> [Given instruction]:
Give the entry lines below, from the line with "Reviewer note: verify that every instance of the man" through the line with "column 666, row 191" (both included), as a Markdown table with the columns Number and Line. Leave out blank lines.

**** Exercise data ****

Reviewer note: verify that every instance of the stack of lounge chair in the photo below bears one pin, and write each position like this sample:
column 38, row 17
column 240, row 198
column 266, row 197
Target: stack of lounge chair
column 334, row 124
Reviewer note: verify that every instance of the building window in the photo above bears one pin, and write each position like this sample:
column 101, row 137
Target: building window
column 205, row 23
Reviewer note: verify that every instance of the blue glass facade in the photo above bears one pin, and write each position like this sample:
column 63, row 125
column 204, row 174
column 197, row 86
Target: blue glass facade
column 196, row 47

****
**** Exercise data ****

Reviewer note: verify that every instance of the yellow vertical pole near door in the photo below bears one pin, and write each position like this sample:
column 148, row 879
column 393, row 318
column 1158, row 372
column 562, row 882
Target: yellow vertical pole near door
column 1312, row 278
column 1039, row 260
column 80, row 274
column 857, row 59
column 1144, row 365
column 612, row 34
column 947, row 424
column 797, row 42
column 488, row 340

****
**** Exercise data ****

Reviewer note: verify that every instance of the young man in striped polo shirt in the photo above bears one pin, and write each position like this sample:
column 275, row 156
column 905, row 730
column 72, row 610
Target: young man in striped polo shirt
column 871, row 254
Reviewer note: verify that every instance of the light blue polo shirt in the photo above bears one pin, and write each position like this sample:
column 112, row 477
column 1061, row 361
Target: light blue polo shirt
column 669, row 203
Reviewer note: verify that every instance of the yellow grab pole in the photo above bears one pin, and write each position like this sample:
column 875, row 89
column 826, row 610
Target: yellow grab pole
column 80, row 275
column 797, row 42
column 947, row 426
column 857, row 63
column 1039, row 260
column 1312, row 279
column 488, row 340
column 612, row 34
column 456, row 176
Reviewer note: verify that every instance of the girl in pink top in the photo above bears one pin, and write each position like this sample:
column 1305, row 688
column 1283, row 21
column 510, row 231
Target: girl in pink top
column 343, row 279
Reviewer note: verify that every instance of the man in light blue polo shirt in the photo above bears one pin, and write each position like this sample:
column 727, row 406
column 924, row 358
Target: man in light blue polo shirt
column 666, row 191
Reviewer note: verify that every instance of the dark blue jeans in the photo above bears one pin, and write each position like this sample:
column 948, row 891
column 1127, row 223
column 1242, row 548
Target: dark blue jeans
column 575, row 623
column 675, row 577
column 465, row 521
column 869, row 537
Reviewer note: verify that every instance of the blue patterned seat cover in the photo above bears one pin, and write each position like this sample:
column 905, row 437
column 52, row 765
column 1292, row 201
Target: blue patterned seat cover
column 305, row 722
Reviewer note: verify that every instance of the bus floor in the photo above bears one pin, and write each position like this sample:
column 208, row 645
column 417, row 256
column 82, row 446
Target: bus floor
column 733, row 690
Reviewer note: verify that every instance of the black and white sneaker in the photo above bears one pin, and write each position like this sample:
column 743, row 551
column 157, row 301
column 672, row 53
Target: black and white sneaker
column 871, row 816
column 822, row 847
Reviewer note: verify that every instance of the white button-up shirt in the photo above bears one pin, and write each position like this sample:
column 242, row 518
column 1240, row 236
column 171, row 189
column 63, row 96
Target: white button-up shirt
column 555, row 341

****

> [Result of this task]:
| Number | Line |
|---|---|
| 1 | Reviewer note: verify that every instance of the man in light blue polo shirt in the photo above bears one pin, and write each position like this sample: |
| 2 | column 727, row 406 |
| 3 | column 924, row 358 |
| 4 | Target: man in light blue polo shirt |
| 5 | column 666, row 191 |